* Directions for this task
Wherever the string "black" shows up in the records below, return that line.

* Records supplied

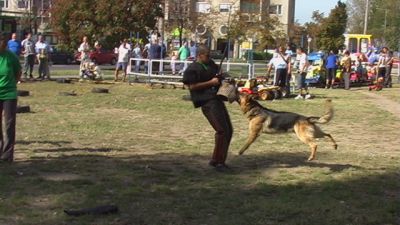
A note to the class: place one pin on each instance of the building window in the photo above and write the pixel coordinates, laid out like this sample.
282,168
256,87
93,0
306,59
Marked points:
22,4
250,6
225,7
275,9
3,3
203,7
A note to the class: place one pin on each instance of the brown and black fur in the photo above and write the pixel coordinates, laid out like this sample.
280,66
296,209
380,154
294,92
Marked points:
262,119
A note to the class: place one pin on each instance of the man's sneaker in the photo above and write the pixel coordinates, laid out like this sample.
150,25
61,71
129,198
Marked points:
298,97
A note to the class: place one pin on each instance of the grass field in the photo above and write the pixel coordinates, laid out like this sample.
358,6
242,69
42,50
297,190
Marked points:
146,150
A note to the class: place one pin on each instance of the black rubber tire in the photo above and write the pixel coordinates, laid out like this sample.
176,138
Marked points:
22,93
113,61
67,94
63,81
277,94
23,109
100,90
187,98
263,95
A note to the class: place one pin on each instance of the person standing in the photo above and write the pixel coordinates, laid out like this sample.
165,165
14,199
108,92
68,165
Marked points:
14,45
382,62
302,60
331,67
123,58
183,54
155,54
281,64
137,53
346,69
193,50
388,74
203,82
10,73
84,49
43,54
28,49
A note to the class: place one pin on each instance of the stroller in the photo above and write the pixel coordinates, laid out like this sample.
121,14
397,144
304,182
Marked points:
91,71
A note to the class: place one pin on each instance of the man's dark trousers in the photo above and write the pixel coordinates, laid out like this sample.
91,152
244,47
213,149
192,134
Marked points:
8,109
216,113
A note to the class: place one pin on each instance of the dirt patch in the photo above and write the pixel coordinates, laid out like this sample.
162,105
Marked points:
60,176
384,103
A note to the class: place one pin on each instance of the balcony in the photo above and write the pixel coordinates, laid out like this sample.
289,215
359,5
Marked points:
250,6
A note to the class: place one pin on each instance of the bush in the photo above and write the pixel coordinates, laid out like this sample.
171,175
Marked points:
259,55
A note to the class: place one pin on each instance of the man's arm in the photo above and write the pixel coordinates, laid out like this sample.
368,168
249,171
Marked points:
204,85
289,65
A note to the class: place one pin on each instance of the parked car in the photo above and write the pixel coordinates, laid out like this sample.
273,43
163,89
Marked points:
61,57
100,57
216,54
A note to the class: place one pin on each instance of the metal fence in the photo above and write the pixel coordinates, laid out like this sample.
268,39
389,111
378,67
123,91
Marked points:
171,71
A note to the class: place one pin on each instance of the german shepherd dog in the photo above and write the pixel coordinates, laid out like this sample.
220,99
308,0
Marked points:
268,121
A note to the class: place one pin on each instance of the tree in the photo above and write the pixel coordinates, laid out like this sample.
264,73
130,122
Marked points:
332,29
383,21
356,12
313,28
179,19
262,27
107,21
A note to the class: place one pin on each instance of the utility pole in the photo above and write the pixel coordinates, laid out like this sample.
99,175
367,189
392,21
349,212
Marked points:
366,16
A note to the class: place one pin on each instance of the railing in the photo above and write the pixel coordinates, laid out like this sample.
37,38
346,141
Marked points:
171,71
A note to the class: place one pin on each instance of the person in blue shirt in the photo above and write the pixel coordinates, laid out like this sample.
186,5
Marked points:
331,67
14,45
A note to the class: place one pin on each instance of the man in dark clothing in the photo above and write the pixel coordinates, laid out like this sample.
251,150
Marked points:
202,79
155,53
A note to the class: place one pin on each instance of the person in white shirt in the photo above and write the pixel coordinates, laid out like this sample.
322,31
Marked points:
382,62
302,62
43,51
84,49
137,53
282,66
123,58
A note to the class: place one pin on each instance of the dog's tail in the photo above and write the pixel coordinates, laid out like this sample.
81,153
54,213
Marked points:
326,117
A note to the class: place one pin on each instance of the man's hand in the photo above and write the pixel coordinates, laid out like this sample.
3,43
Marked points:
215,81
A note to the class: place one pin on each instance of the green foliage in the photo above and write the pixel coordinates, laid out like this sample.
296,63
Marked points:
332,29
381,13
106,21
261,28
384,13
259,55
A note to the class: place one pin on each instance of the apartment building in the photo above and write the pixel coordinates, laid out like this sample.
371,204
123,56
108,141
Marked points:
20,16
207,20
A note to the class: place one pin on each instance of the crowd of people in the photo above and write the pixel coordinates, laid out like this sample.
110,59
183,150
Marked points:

* Exercise output
A note to the class: place one pin on each instance of the brown and black fur in the photo above and write the pixel coordinates, laid out like this sample.
A note to the class: place one pin on each instance of the black rubber tire in the photo above and write the pixel coordinates, laid out like this sample.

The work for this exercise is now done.